=== EXERCISE INPUT ===

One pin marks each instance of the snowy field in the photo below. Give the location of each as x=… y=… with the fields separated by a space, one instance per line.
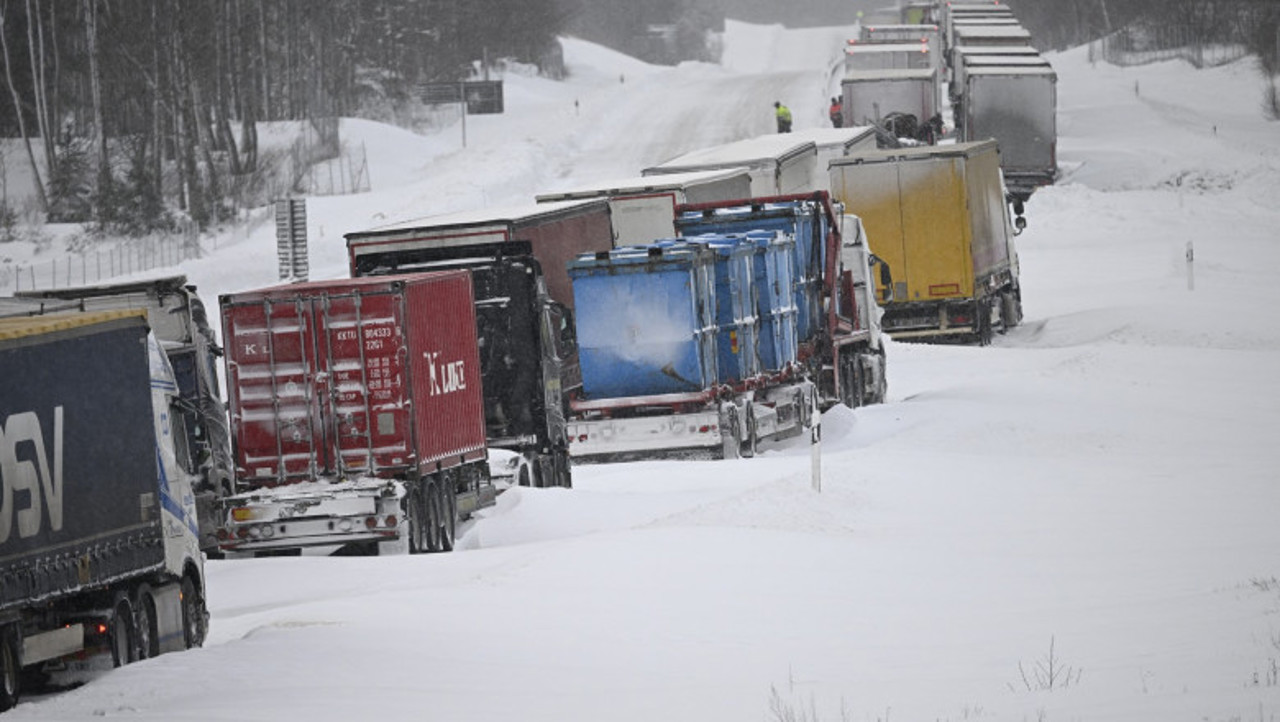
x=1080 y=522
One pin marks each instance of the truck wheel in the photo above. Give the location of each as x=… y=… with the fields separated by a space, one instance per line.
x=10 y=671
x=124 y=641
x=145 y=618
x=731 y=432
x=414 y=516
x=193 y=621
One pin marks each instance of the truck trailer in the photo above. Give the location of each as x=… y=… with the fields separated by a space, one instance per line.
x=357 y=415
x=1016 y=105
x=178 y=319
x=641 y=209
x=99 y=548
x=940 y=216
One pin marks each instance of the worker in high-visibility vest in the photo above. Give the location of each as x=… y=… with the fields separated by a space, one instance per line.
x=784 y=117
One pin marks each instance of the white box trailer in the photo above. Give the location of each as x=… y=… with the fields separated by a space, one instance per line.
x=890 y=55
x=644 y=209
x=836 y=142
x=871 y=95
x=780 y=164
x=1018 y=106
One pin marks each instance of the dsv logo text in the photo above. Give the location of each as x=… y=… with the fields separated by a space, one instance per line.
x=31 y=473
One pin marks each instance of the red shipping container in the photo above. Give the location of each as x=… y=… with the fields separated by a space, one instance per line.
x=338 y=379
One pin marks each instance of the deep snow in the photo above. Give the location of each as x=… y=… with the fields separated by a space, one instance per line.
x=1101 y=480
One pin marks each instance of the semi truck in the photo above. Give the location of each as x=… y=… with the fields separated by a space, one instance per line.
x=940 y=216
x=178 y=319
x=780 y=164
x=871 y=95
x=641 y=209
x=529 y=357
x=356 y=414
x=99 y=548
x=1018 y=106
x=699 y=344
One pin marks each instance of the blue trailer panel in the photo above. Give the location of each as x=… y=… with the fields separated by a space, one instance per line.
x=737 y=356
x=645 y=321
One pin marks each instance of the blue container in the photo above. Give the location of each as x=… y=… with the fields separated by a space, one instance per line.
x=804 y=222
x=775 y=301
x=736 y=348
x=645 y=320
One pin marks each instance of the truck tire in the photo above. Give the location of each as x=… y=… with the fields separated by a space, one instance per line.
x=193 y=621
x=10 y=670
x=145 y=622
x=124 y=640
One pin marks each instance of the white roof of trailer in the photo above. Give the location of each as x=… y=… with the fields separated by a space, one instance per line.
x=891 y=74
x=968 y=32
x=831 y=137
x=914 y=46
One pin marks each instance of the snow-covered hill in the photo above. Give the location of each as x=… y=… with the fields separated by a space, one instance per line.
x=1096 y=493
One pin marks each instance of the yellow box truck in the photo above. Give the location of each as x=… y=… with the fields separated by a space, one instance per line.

===

== EXERCISE BRIEF ==
Rewrite every item above as a numbered list, one line per number, with blank lines and pictures left out.

== WORKED SOLUTION ==
1. One pin marks each instance of the snowy field in the photo below. Give the location of each as x=… y=… with the fields separated by a space, one instance per line.
2. x=1080 y=522
3. One pin marks each instance of the truck wheel in the photo above. Give the location of each as x=… y=… with the fields separated by a space, one instance per line.
4. x=10 y=671
5. x=124 y=641
6. x=145 y=618
7. x=731 y=432
8. x=414 y=516
9. x=193 y=621
10. One pin marks each instance of the truck trailer in the photo above. Give the location of each as x=… y=… with the fields separated by a space, one instance per line.
11. x=357 y=415
12. x=1016 y=105
13. x=178 y=319
14. x=641 y=209
15. x=99 y=548
16. x=940 y=216
17. One pin marks each instance of the worker in high-visibility vest in the photo above. Give the location of each as x=… y=… with the fields separated by a space, one instance per line.
18. x=784 y=117
19. One pin marks each instance of the white box trailer in the photo above. Give the location of each as x=… y=… with the fields separated by a space, one instance per line.
20. x=890 y=55
21. x=644 y=209
22. x=836 y=142
23. x=871 y=95
24. x=780 y=164
25. x=1018 y=106
26. One pin marks each instance of the dsv logo text in the photo above. Give the location of each as x=… y=… with the fields separated by a space, one instance per line.
27. x=31 y=473
28. One pin marks each instance of the red shipping container in the photo above. Give the location of each as x=… y=… with the fields separated by a space, one instance per line.
29. x=338 y=379
30. One pin marks each instance of the deep snow in the photo above. Give the location of each as x=… y=… with the fields separated by a space, one instance per line.
31. x=1101 y=480
32. One pin marks each instance of the semi truck in the photo above. Give the location of each as x=… y=… with the fields separated by a space, one instance per line.
33. x=940 y=216
34. x=178 y=319
35. x=780 y=164
36. x=871 y=95
37. x=641 y=209
38. x=529 y=357
39. x=356 y=414
40. x=99 y=548
41. x=1018 y=106
42. x=699 y=344
43. One pin marks each instance of the blue trailer panel in the photo above. Give the location of each as x=… y=… with the fields separated by a space, one instance per line.
44. x=737 y=356
45. x=645 y=321
46. One pin marks each instance of the blue container in the photo above. Give the location of each as x=… y=… with the fields separated by a space, one instance per line.
47. x=804 y=222
48. x=775 y=301
49. x=736 y=348
50. x=645 y=320
51. One pin marks each instance of the truck tire in the photo above. Give the location of each as x=… y=… with the fields separated by a space, one instance per line.
52. x=193 y=621
53. x=10 y=670
54. x=145 y=622
55. x=124 y=640
56. One pin marks each instance of the white roof of trailer in the photo above. Give the location of each as x=… y=… with the fields separated by a space, one instance per line.
57. x=891 y=74
58. x=968 y=32
59. x=831 y=137
60. x=914 y=46
61. One pin marks each instance of the snow-covered hill in the photo above. Give the location of each as x=… y=… with the fields separated by a space, one instance per line.
62. x=1096 y=493
63. One pin marks each instance of the yellow box truck in the photo above. Give the location of each as x=… y=… with the fields separated by a space, one instance per line.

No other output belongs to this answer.